— START Record list —

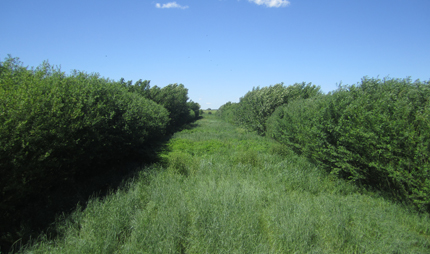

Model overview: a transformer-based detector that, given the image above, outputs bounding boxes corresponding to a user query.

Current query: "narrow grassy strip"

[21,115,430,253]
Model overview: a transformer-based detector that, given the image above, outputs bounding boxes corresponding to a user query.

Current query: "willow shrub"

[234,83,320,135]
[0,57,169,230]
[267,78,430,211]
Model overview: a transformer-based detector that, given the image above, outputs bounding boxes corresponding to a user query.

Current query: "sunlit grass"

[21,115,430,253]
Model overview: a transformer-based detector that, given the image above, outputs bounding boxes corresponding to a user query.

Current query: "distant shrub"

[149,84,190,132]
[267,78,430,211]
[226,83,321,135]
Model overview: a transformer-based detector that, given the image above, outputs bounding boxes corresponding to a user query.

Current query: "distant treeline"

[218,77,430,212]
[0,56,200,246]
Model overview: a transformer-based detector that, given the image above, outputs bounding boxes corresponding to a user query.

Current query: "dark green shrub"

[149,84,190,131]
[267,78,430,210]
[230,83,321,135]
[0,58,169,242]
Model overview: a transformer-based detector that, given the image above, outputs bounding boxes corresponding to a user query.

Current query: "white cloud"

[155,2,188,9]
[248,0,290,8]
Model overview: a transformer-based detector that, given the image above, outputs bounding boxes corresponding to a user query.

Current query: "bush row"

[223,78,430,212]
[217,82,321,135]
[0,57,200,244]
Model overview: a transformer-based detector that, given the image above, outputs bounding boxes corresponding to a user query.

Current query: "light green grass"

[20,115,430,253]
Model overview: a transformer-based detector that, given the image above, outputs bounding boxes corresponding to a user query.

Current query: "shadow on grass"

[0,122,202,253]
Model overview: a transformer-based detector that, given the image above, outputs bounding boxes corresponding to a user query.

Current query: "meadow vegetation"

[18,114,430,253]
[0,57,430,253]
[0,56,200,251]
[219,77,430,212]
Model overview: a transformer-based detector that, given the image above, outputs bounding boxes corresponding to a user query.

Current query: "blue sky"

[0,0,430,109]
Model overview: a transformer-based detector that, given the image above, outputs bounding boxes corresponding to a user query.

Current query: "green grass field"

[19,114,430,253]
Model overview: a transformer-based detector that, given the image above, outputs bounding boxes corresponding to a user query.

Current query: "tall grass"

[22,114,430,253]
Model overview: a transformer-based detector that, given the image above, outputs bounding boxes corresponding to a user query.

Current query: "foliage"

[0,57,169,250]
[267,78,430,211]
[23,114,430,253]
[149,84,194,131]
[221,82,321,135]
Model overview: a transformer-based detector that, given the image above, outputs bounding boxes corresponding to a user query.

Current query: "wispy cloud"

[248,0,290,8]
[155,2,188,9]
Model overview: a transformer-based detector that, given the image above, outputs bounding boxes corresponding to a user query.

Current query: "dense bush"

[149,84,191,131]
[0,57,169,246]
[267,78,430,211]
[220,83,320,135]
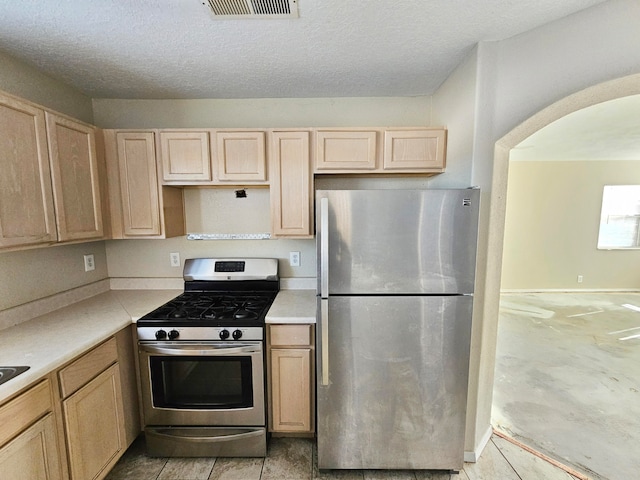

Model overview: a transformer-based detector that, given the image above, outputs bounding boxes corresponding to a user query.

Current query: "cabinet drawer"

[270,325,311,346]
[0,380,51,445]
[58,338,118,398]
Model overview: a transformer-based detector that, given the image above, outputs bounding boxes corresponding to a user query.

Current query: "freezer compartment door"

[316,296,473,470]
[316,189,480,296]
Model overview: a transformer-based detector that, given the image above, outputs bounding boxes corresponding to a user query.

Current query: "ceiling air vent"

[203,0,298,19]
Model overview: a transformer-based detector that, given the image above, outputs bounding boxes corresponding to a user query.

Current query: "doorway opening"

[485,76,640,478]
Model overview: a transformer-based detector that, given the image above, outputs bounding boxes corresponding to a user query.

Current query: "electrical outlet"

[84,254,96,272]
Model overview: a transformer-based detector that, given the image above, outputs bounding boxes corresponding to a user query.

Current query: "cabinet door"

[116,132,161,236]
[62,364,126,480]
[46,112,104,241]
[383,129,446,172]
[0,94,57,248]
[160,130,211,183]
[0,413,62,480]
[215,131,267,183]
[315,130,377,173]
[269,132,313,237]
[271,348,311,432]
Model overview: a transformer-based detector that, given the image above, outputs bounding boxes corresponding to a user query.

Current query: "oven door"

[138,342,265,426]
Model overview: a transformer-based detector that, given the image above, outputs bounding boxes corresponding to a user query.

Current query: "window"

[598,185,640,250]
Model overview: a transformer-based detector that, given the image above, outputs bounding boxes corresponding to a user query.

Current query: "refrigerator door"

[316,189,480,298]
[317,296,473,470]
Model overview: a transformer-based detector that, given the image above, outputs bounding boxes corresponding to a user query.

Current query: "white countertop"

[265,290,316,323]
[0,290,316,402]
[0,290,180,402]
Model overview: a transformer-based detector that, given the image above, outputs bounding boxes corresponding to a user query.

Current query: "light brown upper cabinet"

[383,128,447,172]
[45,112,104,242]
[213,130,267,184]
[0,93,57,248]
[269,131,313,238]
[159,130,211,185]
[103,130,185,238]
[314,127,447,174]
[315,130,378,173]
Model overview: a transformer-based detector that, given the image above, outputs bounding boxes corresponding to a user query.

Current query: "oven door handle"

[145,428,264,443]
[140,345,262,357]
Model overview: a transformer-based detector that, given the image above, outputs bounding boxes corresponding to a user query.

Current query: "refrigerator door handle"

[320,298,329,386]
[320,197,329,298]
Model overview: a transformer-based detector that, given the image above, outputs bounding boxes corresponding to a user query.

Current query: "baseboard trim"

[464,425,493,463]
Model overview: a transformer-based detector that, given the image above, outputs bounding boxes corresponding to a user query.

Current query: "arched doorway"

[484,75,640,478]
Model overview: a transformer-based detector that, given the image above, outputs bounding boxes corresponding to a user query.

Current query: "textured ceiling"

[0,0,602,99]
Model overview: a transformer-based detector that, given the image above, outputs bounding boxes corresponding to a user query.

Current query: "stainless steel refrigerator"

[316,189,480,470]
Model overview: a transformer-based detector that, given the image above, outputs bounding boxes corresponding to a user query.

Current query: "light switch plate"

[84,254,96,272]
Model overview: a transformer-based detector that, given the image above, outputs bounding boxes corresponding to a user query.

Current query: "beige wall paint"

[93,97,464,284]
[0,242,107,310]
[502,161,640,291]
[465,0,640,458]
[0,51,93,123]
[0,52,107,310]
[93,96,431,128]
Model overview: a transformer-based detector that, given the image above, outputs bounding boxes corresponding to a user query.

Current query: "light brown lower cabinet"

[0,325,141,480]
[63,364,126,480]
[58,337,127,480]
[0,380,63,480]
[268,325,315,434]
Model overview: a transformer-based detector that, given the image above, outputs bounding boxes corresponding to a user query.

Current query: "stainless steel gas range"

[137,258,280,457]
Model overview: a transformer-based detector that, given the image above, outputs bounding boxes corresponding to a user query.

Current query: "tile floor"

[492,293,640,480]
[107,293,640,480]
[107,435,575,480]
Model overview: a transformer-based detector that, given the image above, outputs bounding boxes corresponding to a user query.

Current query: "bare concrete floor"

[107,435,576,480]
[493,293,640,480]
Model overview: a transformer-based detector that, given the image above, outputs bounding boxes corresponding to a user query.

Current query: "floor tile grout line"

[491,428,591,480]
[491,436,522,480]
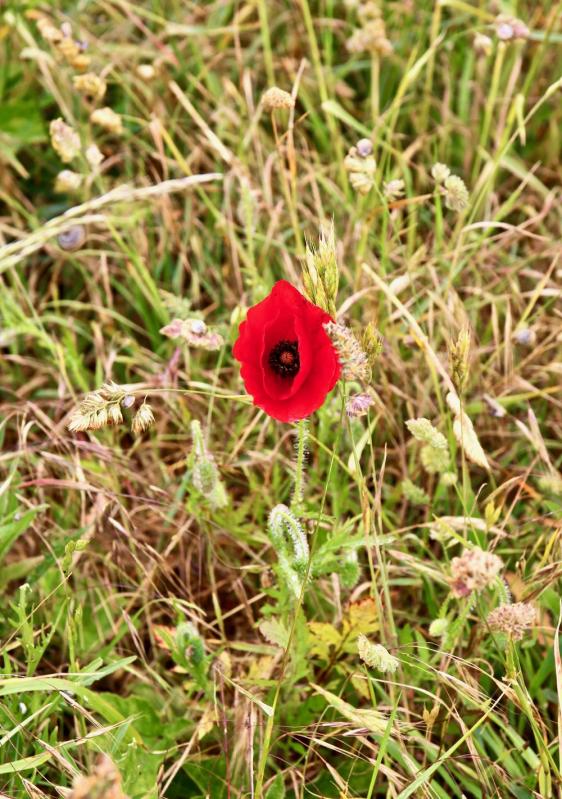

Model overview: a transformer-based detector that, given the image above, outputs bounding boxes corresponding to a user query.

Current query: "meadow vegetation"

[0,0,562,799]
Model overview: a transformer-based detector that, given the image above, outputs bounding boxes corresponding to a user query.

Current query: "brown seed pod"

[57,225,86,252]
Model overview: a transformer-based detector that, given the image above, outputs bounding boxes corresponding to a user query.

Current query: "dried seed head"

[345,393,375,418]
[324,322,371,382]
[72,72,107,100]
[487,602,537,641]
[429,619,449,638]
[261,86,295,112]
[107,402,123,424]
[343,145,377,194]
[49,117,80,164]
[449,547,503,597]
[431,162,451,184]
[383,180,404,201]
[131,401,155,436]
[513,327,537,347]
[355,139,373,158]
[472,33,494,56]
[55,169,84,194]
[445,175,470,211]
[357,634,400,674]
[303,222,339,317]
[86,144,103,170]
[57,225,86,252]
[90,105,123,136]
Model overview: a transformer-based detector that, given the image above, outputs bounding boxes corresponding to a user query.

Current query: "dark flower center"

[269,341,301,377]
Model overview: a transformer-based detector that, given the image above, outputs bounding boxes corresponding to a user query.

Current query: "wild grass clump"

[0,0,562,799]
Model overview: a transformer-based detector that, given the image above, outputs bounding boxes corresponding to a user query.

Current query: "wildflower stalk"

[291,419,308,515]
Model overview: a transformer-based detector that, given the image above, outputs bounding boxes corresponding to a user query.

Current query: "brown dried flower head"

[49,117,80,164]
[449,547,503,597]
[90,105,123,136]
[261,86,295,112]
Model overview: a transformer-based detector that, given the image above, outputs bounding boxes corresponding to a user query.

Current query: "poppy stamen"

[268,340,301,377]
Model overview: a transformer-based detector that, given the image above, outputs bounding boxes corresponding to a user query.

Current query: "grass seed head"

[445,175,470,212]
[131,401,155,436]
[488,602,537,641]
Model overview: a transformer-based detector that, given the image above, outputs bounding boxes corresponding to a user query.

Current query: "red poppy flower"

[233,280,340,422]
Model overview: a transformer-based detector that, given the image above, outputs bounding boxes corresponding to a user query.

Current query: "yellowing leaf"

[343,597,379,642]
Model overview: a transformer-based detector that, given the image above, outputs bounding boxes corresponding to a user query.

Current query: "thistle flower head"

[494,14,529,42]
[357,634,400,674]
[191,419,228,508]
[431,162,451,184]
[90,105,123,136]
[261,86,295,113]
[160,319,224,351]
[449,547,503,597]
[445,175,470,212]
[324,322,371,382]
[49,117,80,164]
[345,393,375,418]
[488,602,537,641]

— END Record list —

Exercise task — Render the records from their start through the line containing "[0,56,200,246]" as a numbered list, one line per item, leaving out blank lines and pictures.

Right answer —
1. Model overview: a transformer-based detector that, given the image above, outputs bounding boxes corresponding to a user query.
2. Current query: "narrow grassy strip"
3. [21,115,430,253]
4. Model overview: a transformer-based detector that, given the image above, outputs bounding boxes corresponding to a user query.
5. Current query: "willow shrub"
6. [234,83,320,135]
7. [0,57,169,230]
8. [267,78,430,211]
9. Model overview: a transformer-based detector that, given the image above, outputs bounding boxes corresponding to a user query.
10. Current query: "sunlit grass"
11. [21,115,430,253]
12. Model overview: a transformer-based detector that, given the image above, outputs bounding boxes corresponding to a user query.
13. Current query: "distant shrub"
14. [149,84,190,132]
15. [267,78,430,211]
16. [226,83,321,135]
17. Model overview: a transformer-based detector that, given the image above, outputs bounding boxes corresponding to a user query.
18. Current query: "distant treeline"
19. [218,77,430,212]
20. [0,56,200,246]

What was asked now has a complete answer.